:: Recorded information ::

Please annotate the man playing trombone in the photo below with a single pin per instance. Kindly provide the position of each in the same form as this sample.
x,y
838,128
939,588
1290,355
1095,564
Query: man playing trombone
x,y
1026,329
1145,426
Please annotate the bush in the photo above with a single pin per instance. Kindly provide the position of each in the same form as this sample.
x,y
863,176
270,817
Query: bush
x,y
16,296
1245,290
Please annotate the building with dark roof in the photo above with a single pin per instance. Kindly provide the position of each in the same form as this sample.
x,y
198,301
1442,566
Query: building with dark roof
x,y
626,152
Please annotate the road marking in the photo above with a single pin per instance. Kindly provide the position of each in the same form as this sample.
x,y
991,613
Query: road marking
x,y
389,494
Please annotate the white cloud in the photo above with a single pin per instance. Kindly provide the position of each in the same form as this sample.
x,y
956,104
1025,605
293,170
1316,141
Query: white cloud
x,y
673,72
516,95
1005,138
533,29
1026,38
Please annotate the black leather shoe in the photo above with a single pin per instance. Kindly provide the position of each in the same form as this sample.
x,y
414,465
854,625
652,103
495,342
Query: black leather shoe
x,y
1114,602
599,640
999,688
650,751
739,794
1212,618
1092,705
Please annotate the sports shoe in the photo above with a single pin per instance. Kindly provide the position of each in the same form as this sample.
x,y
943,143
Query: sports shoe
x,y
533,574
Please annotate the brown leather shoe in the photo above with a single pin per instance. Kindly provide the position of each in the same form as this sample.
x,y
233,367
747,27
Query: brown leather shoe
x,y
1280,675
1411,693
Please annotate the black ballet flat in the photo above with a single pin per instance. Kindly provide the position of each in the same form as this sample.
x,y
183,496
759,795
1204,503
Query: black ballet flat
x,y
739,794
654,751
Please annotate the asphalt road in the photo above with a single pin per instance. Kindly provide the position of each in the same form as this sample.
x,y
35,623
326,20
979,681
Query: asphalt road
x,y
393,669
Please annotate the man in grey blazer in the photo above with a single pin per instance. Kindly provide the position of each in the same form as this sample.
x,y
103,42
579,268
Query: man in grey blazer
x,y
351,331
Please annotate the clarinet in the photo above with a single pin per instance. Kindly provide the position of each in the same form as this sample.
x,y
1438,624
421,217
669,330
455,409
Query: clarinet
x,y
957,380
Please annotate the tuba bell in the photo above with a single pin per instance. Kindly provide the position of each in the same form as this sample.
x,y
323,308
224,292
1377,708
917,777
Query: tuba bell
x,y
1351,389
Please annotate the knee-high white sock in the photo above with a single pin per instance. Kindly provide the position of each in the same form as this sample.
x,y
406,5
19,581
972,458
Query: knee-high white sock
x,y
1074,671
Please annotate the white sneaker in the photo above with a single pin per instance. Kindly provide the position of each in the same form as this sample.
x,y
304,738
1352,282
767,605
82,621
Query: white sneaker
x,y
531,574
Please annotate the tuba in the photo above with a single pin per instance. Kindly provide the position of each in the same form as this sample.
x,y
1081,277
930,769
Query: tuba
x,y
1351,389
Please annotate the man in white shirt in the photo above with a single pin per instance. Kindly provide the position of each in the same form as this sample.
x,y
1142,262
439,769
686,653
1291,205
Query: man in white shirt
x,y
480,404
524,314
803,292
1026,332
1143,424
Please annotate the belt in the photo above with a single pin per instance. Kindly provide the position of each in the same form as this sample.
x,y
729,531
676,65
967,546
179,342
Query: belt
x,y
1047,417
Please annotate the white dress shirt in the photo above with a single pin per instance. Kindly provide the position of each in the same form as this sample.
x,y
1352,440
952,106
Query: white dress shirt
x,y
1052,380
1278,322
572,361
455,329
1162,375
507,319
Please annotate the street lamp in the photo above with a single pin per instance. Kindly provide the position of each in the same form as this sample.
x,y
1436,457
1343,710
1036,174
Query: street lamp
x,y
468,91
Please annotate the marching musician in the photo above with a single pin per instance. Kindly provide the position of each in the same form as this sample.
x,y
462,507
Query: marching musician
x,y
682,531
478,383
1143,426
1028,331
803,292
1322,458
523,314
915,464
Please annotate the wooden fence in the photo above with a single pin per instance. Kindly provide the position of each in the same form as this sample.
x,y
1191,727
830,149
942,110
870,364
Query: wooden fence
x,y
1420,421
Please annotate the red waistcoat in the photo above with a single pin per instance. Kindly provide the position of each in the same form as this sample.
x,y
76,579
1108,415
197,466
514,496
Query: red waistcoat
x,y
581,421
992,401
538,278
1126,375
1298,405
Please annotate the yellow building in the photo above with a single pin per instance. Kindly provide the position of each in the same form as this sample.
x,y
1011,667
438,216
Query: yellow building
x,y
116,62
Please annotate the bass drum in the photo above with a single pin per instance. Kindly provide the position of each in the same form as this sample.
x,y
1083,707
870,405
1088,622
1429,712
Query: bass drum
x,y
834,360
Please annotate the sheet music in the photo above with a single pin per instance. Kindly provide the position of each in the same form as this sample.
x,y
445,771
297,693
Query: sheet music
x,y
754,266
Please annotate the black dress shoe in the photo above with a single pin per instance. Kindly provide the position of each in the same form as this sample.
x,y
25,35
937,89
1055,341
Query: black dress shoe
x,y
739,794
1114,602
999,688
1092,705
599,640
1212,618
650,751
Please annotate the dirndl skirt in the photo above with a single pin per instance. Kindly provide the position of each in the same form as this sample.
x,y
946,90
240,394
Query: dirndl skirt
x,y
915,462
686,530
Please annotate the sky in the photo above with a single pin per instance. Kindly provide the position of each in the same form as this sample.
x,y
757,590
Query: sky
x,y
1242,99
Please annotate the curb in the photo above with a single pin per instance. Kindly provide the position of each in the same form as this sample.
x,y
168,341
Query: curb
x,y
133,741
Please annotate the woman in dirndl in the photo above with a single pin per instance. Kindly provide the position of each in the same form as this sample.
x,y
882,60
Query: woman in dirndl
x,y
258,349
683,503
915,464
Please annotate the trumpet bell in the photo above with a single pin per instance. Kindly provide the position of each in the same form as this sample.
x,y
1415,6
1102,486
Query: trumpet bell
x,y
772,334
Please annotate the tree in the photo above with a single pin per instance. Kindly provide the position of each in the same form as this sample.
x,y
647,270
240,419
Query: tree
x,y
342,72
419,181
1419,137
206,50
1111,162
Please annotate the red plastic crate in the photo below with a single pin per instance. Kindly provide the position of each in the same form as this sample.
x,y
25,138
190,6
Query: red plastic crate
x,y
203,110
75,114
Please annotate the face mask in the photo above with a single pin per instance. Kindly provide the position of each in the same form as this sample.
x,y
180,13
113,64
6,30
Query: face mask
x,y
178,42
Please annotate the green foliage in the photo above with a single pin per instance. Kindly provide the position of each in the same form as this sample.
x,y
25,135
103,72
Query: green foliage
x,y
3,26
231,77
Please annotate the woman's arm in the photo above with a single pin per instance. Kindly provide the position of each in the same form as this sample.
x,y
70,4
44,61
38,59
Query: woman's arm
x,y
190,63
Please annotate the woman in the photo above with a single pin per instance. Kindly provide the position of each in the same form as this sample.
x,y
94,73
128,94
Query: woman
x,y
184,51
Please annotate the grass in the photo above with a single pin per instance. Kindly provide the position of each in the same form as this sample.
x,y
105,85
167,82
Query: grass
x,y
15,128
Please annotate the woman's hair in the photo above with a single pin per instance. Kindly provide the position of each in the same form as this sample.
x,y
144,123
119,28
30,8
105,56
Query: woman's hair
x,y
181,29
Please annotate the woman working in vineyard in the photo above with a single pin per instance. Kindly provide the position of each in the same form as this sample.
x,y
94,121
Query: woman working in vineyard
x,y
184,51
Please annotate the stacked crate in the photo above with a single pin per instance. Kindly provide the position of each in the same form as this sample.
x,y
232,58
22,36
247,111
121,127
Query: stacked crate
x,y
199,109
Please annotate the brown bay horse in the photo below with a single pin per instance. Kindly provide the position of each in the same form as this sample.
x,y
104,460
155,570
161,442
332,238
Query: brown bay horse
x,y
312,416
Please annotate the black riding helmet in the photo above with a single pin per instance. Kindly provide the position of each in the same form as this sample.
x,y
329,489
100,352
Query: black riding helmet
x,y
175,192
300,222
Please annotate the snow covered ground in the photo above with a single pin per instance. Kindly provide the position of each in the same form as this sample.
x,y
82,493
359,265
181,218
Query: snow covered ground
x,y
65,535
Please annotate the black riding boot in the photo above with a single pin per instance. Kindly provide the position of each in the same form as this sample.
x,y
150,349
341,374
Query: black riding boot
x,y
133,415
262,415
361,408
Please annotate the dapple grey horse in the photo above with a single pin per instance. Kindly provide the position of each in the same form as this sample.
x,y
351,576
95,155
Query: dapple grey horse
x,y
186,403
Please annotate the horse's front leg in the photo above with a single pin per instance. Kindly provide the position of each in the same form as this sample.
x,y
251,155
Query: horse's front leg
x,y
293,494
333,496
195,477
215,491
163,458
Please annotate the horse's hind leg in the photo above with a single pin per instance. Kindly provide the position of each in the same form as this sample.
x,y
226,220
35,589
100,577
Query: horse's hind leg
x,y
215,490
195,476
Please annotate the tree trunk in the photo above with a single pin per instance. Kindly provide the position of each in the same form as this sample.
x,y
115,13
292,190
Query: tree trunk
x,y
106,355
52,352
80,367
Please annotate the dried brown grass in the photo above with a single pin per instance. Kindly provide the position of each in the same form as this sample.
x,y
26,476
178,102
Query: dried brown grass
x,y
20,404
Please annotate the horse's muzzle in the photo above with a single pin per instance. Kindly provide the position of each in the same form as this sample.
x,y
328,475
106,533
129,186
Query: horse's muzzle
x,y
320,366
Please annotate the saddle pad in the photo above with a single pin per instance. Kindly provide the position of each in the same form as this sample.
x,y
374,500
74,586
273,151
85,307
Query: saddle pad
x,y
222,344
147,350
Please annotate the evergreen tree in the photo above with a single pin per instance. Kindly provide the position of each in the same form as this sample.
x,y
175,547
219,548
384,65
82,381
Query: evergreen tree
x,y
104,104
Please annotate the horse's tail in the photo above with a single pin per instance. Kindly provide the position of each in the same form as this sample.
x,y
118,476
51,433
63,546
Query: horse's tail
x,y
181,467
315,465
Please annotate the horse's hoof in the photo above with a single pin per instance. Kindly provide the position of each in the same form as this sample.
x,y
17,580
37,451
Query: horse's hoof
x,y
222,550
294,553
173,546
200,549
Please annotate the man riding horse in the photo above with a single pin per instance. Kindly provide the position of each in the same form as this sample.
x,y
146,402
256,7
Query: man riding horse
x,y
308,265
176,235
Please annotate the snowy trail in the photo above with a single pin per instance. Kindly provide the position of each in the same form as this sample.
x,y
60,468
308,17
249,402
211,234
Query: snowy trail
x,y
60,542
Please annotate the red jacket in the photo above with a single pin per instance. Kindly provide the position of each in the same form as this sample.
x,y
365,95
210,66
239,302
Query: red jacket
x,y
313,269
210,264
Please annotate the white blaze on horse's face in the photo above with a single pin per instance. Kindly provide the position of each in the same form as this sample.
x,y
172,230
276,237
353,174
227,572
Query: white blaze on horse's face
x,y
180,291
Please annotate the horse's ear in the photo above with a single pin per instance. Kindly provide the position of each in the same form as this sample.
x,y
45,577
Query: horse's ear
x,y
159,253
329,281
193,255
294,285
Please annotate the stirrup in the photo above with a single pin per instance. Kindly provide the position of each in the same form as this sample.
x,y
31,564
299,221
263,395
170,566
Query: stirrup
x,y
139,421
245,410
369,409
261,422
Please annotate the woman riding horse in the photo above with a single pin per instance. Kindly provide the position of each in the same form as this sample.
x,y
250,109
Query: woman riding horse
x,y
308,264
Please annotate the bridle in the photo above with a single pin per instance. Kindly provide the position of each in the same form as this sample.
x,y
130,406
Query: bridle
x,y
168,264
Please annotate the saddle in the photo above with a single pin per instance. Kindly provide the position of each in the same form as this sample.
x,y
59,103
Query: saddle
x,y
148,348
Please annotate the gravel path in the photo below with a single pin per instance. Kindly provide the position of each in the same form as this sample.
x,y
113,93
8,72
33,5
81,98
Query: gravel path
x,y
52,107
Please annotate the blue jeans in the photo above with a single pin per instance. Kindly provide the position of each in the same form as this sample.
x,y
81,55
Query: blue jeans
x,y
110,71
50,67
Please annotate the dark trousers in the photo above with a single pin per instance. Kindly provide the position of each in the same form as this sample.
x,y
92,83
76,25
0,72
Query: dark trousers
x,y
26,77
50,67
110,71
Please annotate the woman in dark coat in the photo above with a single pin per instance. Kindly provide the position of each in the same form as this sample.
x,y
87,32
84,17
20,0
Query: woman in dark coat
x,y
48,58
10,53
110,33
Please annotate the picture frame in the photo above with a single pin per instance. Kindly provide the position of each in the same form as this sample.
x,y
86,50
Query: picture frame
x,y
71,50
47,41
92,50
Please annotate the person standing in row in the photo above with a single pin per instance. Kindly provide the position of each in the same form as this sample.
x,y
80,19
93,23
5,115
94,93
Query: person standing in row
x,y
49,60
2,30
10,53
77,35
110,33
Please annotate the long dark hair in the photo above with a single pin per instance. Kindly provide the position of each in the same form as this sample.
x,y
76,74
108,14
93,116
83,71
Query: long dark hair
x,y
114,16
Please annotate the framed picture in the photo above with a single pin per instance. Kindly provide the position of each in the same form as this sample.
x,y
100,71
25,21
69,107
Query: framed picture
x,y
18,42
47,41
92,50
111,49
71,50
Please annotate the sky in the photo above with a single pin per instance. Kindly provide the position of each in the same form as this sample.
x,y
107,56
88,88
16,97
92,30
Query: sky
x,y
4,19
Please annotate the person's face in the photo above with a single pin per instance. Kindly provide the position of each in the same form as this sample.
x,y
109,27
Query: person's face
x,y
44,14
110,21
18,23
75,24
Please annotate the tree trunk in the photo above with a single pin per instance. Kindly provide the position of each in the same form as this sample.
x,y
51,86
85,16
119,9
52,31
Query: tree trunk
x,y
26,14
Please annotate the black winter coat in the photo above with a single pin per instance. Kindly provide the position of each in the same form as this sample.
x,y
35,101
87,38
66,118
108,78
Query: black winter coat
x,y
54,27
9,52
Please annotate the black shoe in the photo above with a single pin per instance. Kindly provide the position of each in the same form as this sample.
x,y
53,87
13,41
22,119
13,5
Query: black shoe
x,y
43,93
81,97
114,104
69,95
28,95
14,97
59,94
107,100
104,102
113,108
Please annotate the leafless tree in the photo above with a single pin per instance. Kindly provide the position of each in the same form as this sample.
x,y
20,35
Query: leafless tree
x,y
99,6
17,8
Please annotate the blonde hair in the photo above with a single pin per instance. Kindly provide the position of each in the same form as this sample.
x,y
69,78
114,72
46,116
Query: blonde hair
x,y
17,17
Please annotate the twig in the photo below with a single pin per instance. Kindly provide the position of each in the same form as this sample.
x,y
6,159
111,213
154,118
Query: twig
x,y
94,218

:: Short problem ::
Reproduce exactly, with nothing added, the lines from the one that contains "Please annotate the black shoe" to the end of the data.

:: The solution ::
Please annotate the black shoe in the photo above with a single pin per instance. Kindly provide the position of each in the same form as this sample.
x,y
53,87
13,41
22,119
13,5
Query: black shoe
x,y
43,93
81,97
114,104
69,95
28,95
14,97
59,94
107,100
104,102
113,108
Please annotate the leafless tree in the photo above with a single pin per instance. Kindly provide the position of each in the same form as this sample.
x,y
20,35
Query: leafless tree
x,y
99,6
17,8
Please annotate the blonde hair in the photo above with a single pin per instance. Kindly provide the position of each in the same form as this sample.
x,y
69,78
114,72
46,116
Query: blonde hair
x,y
17,17
Please annotate the twig in the photo below with a single pin per instance. Kindly provide the position of each in the same form as this sample.
x,y
6,159
111,213
154,118
Query: twig
x,y
94,218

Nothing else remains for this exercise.